CONSIGNES:
1. D'après l'extrait sur les filles et les sciences, quelle étudiante a été élue meilleure hacker de l'année 2021 ?
2. Recopiez l'extrait sur les filles et les sciences depuis « Les filles elles-mêmes » jusqu'à « de l’année 2021. » inclus.
== EXTRAIT À LIRE
Les filles elles-mêmes ont intériorisé ces représentations sociales et cultivent un manque de confiance en soi relativement aux domaines des sciences exactes ; elles choisissent de se former dans les sciences humaines, sociales et de gestion. Or, nombre d’exemples montrent que pour peu qu’on les encourage et les accompagne, les filles sont d’excellentes scientifiques : Christvi Elija Sawadogo, Aicha Farida Ouédraogo et Paule Marie Pierrette Gampiné, toutes les trois titulaires du BAC D ont été sacrées meilleures bachelières du Burkina Faso respectivement en 2018, 2019, et en 2020 ; l’étudiante Assétou Kuela de l’université Joseph Ki-Zerbo a été élue meilleure hacker (capacité à pirater un système informatique) de l’année 2021.
====
== DONNÉES PRÉSENTÉES
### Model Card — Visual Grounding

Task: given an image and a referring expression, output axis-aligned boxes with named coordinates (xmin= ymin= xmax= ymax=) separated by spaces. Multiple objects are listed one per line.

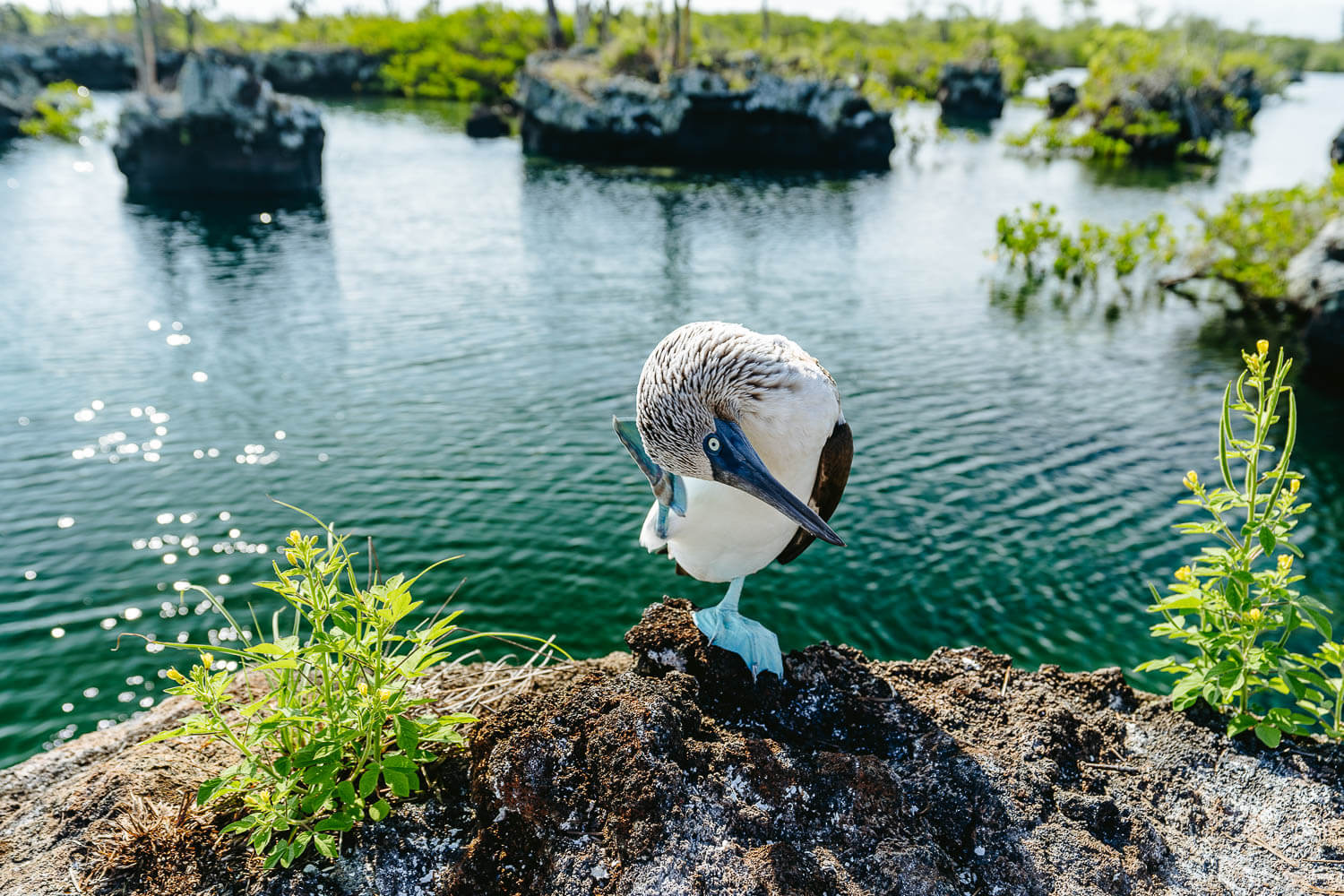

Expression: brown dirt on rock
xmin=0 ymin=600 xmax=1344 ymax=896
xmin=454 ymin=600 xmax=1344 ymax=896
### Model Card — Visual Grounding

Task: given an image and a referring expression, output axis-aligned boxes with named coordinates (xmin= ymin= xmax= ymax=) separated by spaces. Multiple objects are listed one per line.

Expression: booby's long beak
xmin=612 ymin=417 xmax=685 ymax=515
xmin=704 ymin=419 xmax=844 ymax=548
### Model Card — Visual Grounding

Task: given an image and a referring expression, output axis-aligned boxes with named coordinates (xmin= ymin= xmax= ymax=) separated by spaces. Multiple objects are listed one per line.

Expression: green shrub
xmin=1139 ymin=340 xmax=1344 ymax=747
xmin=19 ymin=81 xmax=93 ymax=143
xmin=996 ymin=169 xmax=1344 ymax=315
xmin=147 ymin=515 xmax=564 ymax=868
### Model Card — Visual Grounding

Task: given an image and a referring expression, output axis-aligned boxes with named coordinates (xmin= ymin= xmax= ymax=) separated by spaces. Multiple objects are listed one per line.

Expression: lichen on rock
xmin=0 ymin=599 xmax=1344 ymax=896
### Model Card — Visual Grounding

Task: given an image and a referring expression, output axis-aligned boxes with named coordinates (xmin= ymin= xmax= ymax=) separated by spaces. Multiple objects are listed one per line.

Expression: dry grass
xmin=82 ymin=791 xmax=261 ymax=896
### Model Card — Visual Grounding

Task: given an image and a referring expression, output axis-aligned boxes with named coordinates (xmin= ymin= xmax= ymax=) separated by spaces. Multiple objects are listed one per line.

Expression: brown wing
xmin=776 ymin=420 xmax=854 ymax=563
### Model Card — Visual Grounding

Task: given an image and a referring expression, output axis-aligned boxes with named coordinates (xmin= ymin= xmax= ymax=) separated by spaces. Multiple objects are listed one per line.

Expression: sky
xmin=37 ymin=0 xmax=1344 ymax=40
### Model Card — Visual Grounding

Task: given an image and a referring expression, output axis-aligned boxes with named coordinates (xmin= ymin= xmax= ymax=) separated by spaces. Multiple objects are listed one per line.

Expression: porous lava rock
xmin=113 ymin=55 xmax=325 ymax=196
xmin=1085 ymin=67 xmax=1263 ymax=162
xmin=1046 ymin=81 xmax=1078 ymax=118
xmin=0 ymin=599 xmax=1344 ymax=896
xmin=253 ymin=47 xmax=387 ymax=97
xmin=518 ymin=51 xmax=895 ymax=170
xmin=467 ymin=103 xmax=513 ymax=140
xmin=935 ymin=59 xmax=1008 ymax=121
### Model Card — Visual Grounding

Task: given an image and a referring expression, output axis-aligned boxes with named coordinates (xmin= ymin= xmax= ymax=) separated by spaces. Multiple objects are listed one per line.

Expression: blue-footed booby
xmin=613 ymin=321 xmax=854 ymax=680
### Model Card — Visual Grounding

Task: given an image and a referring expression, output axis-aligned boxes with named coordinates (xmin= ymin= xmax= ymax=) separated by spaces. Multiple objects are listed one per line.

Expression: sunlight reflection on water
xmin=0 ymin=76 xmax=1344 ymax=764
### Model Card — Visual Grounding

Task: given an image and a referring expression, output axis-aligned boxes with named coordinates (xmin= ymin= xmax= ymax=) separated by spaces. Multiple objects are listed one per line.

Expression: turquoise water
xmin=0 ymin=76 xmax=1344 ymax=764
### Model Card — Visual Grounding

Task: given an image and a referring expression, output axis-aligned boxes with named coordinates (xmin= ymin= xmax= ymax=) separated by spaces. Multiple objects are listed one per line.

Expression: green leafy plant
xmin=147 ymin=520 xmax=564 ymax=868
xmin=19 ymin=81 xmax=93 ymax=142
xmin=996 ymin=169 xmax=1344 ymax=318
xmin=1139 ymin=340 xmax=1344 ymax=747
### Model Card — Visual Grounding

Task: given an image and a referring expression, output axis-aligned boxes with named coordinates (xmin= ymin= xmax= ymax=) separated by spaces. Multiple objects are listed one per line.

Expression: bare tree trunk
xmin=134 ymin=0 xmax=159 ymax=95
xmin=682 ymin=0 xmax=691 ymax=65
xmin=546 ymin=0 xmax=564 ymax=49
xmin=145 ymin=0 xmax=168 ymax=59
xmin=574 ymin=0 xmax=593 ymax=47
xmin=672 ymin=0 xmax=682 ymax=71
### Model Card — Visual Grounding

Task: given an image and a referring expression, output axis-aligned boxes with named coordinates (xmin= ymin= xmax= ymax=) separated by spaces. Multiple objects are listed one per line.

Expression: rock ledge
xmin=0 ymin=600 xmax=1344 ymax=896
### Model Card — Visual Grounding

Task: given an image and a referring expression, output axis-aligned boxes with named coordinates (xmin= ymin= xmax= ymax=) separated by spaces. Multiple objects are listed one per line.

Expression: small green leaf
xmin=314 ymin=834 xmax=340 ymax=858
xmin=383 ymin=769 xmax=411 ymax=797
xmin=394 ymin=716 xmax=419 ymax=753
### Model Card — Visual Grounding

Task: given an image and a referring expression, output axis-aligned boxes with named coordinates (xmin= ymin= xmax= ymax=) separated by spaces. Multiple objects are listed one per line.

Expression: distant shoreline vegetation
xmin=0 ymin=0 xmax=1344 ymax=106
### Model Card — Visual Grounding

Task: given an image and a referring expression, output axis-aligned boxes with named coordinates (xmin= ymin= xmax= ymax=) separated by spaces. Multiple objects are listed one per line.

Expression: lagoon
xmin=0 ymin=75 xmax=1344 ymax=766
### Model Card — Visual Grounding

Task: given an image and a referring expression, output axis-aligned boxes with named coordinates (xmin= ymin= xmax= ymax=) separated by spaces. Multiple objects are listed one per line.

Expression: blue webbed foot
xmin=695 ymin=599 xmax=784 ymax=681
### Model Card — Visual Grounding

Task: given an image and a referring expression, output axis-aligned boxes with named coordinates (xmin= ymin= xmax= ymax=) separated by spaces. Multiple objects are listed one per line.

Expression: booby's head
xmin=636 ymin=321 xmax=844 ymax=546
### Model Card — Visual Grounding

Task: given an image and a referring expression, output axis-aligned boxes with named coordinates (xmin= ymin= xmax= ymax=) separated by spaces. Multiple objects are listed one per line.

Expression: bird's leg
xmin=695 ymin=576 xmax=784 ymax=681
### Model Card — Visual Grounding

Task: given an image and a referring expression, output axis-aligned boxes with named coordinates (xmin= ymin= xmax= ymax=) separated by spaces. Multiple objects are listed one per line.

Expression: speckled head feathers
====
RÉPONSES:
1. Assétou Kuela, de l'université Joseph Ki-Zerbo.

2.
Les filles elles-mêmes ont intériorisé ces représentations sociales et cultivent un manque de confiance en soi relativement aux domaines des sciences exactes ; elles choisissent de se former dans les sciences humaines, sociales et de gestion. Or, nombre d’exemples montrent que pour peu qu’on les encourage et les accompagne, les filles sont d’excellentes scientifiques : Christvi Elija Sawadogo, Aicha Farida Ouédraogo et Paule Marie Pierrette Gampiné, toutes les trois titulaires du BAC D ont été sacrées meilleures bachelières du Burkina Faso respectivement en 2018, 2019, et en 2020 ; l’étudiante Assétou Kuela de l’université Joseph Ki-Zerbo a été élue meilleure hacker (capacité à pirater un système informatique) de l’année 2021.